- **RECORDS SUPPLIED**
* * * *

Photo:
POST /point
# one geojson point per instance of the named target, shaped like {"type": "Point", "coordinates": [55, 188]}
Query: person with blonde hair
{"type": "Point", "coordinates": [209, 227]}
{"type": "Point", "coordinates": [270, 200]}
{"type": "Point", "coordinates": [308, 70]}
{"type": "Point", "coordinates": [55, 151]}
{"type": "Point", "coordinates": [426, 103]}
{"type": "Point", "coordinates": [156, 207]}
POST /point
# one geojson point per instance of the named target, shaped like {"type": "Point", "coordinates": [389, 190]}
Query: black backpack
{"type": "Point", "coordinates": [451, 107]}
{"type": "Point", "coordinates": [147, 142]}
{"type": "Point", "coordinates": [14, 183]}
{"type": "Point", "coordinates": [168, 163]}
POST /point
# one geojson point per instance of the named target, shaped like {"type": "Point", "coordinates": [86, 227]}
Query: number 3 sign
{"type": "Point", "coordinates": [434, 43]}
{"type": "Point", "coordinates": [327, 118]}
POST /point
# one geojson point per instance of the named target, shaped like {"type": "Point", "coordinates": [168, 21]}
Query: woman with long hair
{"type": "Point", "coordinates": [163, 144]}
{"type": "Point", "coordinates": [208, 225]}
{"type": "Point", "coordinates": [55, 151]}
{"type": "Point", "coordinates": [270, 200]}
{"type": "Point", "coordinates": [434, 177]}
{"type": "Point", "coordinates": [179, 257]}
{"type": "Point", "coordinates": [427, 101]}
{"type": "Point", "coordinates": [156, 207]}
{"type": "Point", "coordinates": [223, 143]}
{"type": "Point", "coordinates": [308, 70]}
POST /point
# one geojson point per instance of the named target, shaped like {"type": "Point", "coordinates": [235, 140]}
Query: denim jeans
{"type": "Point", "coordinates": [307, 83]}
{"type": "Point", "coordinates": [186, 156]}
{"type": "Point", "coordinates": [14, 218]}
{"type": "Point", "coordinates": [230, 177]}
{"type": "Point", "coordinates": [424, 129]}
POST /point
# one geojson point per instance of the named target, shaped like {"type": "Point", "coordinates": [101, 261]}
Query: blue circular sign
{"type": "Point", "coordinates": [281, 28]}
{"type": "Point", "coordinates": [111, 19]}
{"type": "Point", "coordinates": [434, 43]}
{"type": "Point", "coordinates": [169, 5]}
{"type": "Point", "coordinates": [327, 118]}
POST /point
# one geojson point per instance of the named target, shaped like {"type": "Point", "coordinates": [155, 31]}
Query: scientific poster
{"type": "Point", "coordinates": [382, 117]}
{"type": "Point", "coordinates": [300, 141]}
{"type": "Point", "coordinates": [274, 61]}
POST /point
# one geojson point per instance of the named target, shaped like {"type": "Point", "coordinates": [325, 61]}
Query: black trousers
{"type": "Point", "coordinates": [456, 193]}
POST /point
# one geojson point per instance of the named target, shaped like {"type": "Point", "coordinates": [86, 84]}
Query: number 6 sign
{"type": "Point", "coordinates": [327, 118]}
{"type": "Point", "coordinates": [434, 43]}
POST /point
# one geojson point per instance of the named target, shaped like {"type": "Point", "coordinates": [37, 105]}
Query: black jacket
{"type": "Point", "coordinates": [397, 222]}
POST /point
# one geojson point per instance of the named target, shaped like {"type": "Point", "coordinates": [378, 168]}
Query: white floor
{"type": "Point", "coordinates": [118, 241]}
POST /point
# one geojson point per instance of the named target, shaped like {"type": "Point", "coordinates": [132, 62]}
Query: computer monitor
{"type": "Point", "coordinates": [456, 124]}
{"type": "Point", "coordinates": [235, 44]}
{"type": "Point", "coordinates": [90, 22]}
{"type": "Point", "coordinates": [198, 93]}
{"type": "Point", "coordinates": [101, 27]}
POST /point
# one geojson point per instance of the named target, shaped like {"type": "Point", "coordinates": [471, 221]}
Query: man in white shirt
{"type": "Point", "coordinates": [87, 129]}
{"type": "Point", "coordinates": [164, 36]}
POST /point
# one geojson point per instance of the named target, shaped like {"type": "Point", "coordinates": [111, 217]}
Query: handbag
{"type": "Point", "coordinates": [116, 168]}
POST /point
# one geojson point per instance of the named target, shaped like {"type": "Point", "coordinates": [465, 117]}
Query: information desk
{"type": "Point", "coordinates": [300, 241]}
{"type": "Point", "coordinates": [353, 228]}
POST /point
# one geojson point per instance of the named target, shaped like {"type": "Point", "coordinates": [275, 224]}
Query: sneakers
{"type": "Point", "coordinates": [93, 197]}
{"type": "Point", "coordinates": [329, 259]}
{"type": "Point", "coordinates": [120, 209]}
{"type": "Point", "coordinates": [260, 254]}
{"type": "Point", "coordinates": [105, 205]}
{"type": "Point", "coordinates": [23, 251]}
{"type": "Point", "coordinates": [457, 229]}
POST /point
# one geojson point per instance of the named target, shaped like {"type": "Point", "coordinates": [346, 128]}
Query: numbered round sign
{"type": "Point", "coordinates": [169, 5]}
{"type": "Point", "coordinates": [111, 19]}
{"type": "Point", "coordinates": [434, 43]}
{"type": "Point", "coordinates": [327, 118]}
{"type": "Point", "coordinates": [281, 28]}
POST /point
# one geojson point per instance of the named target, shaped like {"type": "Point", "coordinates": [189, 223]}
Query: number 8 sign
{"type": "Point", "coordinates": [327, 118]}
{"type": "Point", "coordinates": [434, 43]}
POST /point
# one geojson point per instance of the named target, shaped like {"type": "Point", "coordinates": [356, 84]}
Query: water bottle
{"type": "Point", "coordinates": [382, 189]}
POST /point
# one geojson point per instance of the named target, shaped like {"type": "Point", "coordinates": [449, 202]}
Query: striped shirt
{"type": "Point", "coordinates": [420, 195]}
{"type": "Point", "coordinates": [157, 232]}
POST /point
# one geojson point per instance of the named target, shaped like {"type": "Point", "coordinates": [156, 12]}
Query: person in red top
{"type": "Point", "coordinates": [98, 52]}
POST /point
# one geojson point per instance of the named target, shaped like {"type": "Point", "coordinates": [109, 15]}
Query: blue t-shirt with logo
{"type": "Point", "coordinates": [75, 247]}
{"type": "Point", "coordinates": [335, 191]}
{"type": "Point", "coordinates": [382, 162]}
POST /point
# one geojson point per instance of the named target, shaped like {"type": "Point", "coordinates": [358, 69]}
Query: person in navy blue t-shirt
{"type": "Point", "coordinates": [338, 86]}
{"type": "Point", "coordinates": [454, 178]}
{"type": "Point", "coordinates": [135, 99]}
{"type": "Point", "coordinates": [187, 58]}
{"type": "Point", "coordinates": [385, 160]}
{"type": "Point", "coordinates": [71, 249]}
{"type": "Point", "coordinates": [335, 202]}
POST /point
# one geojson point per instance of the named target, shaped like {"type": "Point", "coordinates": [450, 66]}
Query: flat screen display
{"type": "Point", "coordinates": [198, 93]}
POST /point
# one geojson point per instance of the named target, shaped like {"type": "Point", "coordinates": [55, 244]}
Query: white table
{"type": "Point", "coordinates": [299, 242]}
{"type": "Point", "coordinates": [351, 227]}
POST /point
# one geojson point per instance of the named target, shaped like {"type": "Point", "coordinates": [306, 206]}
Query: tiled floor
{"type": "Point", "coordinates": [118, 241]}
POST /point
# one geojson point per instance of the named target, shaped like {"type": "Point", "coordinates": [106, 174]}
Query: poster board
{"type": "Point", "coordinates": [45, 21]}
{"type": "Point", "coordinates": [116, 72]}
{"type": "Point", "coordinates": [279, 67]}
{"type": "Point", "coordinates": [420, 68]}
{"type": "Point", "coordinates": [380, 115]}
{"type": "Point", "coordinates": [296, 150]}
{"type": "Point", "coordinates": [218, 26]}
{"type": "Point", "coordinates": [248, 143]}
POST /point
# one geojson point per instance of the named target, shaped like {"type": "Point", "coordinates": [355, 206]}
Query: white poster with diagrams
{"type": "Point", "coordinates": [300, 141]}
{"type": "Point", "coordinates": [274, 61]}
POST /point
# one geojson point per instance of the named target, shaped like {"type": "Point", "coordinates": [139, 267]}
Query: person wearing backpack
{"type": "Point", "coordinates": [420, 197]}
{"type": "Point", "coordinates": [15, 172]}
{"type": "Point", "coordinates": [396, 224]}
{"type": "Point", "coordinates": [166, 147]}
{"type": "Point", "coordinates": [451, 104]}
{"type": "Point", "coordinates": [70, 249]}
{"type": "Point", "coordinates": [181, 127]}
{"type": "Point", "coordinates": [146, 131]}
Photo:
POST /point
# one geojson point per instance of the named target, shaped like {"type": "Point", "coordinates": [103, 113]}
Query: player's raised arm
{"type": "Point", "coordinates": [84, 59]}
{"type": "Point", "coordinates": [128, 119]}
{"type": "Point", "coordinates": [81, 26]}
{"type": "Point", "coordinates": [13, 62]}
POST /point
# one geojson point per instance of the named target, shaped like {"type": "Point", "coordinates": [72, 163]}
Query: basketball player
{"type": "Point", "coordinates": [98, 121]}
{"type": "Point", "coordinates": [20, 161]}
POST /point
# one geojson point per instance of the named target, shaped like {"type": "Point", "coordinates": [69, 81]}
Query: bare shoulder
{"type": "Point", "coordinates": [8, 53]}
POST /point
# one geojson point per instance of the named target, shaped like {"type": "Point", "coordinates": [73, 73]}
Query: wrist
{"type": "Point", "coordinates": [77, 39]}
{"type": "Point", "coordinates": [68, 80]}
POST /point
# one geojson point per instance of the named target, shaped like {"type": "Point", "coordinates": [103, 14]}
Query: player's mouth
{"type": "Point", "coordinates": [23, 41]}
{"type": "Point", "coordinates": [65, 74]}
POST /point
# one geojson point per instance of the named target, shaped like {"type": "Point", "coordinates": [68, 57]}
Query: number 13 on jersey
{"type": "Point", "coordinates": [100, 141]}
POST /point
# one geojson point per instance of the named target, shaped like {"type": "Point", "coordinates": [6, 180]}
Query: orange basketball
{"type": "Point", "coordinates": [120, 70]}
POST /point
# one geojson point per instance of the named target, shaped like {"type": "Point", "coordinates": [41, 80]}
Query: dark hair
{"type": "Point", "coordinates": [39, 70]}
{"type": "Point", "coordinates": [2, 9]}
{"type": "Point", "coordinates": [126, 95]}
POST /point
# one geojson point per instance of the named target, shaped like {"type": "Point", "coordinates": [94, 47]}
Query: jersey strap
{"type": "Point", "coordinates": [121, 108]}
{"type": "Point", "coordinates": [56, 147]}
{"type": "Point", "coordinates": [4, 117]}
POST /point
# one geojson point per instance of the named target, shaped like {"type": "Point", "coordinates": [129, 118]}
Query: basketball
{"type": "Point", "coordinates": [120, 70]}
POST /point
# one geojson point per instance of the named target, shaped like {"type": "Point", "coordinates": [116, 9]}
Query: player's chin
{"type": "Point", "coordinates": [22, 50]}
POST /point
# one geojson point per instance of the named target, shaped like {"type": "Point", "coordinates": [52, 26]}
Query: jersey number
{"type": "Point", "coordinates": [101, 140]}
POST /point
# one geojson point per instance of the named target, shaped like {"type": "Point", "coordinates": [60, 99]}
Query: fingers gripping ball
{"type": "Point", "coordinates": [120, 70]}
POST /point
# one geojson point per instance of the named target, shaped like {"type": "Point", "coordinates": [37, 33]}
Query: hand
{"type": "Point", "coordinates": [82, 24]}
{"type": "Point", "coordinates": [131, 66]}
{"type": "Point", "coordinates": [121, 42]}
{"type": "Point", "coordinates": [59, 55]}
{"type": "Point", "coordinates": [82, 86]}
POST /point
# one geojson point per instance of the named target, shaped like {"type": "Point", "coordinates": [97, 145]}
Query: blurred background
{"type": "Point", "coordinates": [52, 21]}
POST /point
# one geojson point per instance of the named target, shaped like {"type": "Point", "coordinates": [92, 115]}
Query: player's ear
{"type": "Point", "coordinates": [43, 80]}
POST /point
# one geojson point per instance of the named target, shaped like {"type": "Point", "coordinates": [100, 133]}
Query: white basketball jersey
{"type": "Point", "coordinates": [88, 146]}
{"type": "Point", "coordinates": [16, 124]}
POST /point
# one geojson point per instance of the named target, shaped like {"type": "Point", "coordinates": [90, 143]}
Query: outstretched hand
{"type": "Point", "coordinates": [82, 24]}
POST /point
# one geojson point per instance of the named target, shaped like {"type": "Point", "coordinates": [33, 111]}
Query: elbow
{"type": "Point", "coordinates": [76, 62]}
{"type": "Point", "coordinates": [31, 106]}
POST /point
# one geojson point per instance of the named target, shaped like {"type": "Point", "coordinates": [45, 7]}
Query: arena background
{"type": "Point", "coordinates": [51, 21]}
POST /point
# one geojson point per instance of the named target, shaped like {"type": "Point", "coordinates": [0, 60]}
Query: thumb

* * * *

- **DESCRIPTION OF THE TASK**
Only the lines from the one holding "Query: fingers gripping ball" to the end of the entries above belong in the answer, each copied exactly.

- **ANSWER SPACE**
Query: fingers gripping ball
{"type": "Point", "coordinates": [120, 70]}
POST /point
# one geojson point per instance of the named target, shaped like {"type": "Point", "coordinates": [37, 33]}
Query: hand
{"type": "Point", "coordinates": [82, 24]}
{"type": "Point", "coordinates": [131, 66]}
{"type": "Point", "coordinates": [121, 42]}
{"type": "Point", "coordinates": [59, 55]}
{"type": "Point", "coordinates": [82, 86]}
POST /point
# one geojson point per instance of the named target, shaped like {"type": "Point", "coordinates": [97, 145]}
Query: blurred background
{"type": "Point", "coordinates": [52, 21]}
POST /point
# one geojson point per instance of the named target, shaped like {"type": "Point", "coordinates": [92, 115]}
Query: player's ear
{"type": "Point", "coordinates": [43, 80]}
POST /point
# one geojson point per instance of the named target, shaped like {"type": "Point", "coordinates": [100, 133]}
Query: white basketball jersey
{"type": "Point", "coordinates": [88, 146]}
{"type": "Point", "coordinates": [16, 124]}
POST /point
# one geojson point per instance of the named target, shaped like {"type": "Point", "coordinates": [90, 143]}
Query: outstretched hand
{"type": "Point", "coordinates": [82, 24]}
POST /point
# one geojson point per instance of the named target, shaped like {"type": "Point", "coordinates": [33, 111]}
Query: elbow
{"type": "Point", "coordinates": [76, 62]}
{"type": "Point", "coordinates": [31, 106]}
POST /point
# one geojson point per instance of the named target, shaped like {"type": "Point", "coordinates": [45, 7]}
Query: arena background
{"type": "Point", "coordinates": [51, 21]}
POST /point
# one geojson point per instance of the named target, shaped like {"type": "Point", "coordinates": [0, 60]}
Query: thumb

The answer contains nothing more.